:: PROVIDED ENTRIES

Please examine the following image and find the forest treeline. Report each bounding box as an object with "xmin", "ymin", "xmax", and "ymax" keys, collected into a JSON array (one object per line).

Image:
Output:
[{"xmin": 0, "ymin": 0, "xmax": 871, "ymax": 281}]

::::
:: PROVIDED ENTRIES

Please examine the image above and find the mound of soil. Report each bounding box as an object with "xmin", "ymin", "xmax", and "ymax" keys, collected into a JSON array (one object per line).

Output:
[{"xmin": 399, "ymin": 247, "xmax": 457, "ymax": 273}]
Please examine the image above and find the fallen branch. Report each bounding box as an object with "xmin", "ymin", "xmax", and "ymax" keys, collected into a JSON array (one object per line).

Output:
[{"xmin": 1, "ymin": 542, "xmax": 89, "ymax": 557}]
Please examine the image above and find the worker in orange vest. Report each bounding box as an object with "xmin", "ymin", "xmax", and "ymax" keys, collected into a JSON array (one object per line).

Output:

::::
:: PROVIDED ENTRIES

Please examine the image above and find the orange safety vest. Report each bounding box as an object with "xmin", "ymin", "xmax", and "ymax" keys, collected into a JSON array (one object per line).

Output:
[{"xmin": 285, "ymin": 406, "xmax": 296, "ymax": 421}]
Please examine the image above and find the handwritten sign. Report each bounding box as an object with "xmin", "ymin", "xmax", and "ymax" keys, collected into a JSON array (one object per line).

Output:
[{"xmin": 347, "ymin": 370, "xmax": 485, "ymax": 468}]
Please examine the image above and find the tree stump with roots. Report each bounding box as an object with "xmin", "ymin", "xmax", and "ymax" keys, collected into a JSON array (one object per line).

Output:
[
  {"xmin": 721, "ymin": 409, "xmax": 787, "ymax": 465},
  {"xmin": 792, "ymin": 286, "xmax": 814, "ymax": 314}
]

::::

_DIRECTIONS_
Copy all lines from the material that hold "examine".

_REPLY TO THE TASK_
Please examine the following image and find the forest treeline. Report each bounding box as an object with "xmin", "ymin", "xmax", and "ymax" keys, collected into a JSON array (one object per line).
Please examine the image above and find the mound of soil. Report each bounding box as an object with "xmin", "ymin", "xmax", and "ymax" keys, collected into a JSON array (one object per line).
Please examine the image above and find the fallen branch. Report each bounding box as an object with "xmin", "ymin", "xmax", and "ymax" keys, collected into a JSON array (one object per line).
Please examine the image above and find the worker in orange vest. Report each bounding box as an object with "xmin", "ymin", "xmax", and "ymax" keys, collected into a JSON array (one object per line).
Please examine the image above and find the orange safety vest. Report each bounding box as an object with "xmin", "ymin", "xmax", and "ymax" keys, collected into a JSON array (one object per line).
Please examine the image above and find the handwritten sign. Report each bounding box as an object with "xmin", "ymin", "xmax", and "ymax" keys, collected into a JSON array (one object per line).
Please examine the image above and find the tree stump with roots. Report each bounding box as an object with "xmin", "ymin", "xmax", and "ymax" keys, collected into a JSON array (one object per line).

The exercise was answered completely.